> [SOURCE EXCERPT]:
I was quite confused to discover that it is reasonably easy to compel Nomad Agent to allocation unbound amount of memory (and consequently do the same to Nomad Server). Here is the scenario that I am running with links to code backing my claims and some measurements.
Assume a simple job with one task group and one task. Assume that this job is updated every 1 minute and does the equivalent of sleep infty otherwise. The job update takes in idempotency token to ensure that we’re not creating new instances.
As a result of such updates we start to accumulate allocs – one per update. Within a day we will accumulate some 1440 of them. This bloats memory of both the server and the client. My preliminary measurement shows around ~1GB of RSS as reported by nomad.client.nomad.runtime.alloc_bytes for around 2k allocations.
Now, one might think that these allocs are cleaned up due to the Nomad Client settings:
However, this knob only controls the garbage collection of on-disk artefacts associated with the allocations and the metadata. The GC is here:
And the metadata cleanup is here:
removeAlloc does not have other callsites and may only be triggered by one of three events:
The scheduler telling the agent that the allocs no longer exist (because the job was GCed)

> [TO BE DONE]:
A: Do the following statements agree with the Nomad memory post? Answer yes or no for each, quoting the deciding words of the post. (i) In the scenario, the job is updated every 1 minute. (ii) The Nomad Client settings knob controls the cleanup of allocations held in memory. (iii) removeAlloc is called from several other places.
B: Reproduce the Nomad memory post between "Assume a simple" and "creating new instances.", inclusive, changing "idempotency token" to "deduplication token".

> [STORED RECORDS]:
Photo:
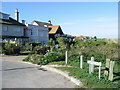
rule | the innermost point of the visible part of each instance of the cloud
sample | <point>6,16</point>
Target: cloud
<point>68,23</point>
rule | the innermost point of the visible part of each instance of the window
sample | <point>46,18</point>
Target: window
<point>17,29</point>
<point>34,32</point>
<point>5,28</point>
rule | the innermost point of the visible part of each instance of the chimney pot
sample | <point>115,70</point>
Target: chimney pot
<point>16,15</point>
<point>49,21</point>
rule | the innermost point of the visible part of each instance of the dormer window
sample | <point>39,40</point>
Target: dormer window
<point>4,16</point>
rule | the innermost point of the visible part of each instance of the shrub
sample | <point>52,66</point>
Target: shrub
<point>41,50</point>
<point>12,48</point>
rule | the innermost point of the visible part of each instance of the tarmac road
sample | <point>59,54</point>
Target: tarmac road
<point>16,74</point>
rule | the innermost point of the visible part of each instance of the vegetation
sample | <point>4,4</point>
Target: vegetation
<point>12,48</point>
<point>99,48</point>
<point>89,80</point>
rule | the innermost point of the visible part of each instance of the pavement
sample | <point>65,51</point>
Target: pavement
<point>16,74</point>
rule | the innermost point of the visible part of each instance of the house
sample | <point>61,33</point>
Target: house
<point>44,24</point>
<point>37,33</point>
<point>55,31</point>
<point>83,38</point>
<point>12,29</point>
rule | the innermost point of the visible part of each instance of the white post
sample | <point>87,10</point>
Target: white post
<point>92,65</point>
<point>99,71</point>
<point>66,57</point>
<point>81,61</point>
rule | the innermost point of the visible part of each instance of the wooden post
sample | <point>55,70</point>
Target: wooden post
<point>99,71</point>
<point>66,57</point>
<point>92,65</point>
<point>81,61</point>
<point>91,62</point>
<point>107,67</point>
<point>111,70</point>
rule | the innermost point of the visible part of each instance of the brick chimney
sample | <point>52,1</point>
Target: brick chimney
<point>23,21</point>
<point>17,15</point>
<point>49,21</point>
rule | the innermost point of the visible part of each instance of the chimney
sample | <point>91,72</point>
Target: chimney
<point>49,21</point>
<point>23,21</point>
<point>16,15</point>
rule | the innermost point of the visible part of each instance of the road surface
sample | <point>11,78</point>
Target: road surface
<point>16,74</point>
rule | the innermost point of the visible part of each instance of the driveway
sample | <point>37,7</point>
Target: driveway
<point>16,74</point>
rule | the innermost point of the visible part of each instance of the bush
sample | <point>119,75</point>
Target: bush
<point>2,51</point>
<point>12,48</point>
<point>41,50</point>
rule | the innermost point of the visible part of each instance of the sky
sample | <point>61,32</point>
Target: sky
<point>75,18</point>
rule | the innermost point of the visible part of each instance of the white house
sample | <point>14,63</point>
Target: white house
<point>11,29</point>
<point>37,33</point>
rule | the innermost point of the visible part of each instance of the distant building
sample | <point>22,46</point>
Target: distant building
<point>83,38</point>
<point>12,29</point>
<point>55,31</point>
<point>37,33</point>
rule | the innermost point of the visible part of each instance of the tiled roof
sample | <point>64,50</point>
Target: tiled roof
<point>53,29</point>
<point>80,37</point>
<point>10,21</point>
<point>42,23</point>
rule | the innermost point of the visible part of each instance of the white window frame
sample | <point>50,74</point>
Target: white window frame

> [TASK RESULTS]:
A:
(i) Yes: "Assume that this job is updated every 1 minute"
(ii) No: "this knob only controls the garbage collection of on-disk artefacts associated with the allocations and the metadata"
(iii) No: "removeAlloc does not have other callsites"

B:
Assume a simple job with one task group and one task. Assume that this job is updated every 1 minute and does the equivalent of sleep infty otherwise. The job update takes in deduplication token to ensure that we’re not creating new instances.